▸ **Texte cité**
━━━━━━━━━━
Le protectionnisme européen se distingue du souverainisme classique en ce qu’il entend transformer l’Europe et réorienter son projet politique. L’idée souverainiste est conservée en tant qu’elle vise toujours à ce que le politique reprenne le contrôle sur l’économie dans le cadre de processus démocratiques. Seul le cadre change. Il ne s’agit plus, comme du temps du non à Maastricht, de s’opposer à des transferts de souveraineté mais d’exiger que les compétences transférées au niveau communautaire soit effectivement exercées.
Pour opérer cette conversion, Emmanuel Todd nous a livré le mode d’emploi depuis bien longtemps. Il s’agit avant tout de convaincre l’Allemagne de réorienter sa stratégie économique, aujourd’hui tournée vers le vaste monde, vers un marché intérieur européen qu’il faudrait soutenir par des protections adéquates et une relance des salaires. Si la force de l’argument ne suffit pas, il conviendra de lui « tordre le bras » en la menaçant de faire exploser la zone euro afin de pouvoir renouer avec la dévaluation.
Cette stratégie n’a jamais encore été sérieusement appliquée par les gouvernements français, y compris après le non au référendum de 2005, ce qui restera probablement comme un crime contre l’intérêt national et la démocratie. Il est donc délicat de la condamner a priori. Pourtant, au delà de l’attitude de l’Allemagne et de son inertie intellectuelle, il existe des arguments qui permettent de penser que la construction européenne est par essence irréformable, car génétiquement libérale, définitivement post-politique et s’appuyant sur une solidarité européenne trop faible pour faire émerger un quelconque pouvoir politique.
L’Union Européenne est une construction politique présente la particularité d’avoir inscrit dans ses textes fondamentaux le système politique, économique et idéologique qu’elle entend promouvoir. C’est la fameuse « parie III » du traité constitutionnel, qui aujourd’hui est toujours inscrite dans le droit positif au plus haut de la hiérarchie des normes. (1)
━━━━━━━━━━
[Extrait d'un fichier de données]
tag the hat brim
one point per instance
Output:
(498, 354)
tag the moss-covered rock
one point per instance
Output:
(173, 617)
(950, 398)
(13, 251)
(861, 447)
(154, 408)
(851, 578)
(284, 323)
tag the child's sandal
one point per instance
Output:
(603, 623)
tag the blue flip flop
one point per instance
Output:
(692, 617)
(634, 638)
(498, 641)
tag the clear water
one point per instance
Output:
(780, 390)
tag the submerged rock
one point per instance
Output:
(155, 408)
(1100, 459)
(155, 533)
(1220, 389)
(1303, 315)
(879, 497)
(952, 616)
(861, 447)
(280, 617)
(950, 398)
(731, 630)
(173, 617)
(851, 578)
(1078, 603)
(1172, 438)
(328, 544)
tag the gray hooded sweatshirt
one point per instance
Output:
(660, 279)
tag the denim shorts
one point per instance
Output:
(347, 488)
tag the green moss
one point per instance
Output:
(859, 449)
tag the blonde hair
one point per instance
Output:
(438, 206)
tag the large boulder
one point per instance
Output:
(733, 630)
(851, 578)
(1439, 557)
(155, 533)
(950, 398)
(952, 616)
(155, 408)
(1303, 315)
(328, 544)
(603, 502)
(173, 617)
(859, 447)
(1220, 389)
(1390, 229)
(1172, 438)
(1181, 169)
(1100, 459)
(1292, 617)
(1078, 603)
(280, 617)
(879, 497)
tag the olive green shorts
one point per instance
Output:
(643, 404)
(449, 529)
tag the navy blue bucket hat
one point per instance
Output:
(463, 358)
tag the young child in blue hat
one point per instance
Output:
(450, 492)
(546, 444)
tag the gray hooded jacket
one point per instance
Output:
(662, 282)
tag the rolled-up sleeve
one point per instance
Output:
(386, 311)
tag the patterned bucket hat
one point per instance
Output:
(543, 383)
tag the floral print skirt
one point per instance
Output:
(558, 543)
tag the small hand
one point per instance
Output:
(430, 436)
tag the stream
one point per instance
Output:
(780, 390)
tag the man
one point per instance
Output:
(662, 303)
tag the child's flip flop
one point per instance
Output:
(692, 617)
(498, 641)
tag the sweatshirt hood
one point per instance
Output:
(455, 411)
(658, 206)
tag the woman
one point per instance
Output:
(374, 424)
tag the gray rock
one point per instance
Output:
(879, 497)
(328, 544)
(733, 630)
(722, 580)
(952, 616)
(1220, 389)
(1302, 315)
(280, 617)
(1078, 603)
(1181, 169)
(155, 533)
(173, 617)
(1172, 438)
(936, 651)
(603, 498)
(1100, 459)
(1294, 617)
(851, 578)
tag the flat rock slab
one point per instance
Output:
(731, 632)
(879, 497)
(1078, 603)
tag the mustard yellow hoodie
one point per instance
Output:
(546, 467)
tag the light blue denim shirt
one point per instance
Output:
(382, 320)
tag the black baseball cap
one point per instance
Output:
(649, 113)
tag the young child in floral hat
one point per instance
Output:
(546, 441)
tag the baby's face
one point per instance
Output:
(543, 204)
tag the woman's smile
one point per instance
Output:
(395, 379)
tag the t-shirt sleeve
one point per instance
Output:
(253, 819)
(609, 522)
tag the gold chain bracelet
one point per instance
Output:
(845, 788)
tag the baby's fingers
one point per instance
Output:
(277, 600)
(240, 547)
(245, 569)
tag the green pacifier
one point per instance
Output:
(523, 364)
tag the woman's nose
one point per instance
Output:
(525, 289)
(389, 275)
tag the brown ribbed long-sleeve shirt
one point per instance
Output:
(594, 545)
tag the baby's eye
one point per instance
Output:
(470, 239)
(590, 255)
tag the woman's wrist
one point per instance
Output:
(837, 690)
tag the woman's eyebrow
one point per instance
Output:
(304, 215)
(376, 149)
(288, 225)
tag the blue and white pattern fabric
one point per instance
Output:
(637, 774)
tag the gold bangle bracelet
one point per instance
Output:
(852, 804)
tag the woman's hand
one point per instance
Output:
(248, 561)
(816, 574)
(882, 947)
━━━━━━━━━━
▸ **Problème posé**
Reproduisez sans rien changer le passage du texte sur le protectionnisme européen qui s'ouvre sur les mots « Le protectionnisme européen » et s'achève sur « soit effectivement exercées. ».

▸ **Résultat de l'exercice**
Le protectionnisme européen se distingue du souverainisme classique en ce qu’il entend transformer l’Europe et réorienter son projet politique. L’idée souverainiste est conservée en tant qu’elle vise toujours à ce que le politique reprenne le contrôle sur l’économie dans le cadre de processus démocratiques. Seul le cadre change. Il ne s’agit plus, comme du temps du non à Maastricht, de s’opposer à des transferts de souveraineté mais d’exiger que les compétences transférées au niveau communautaire soit effectivement exercées.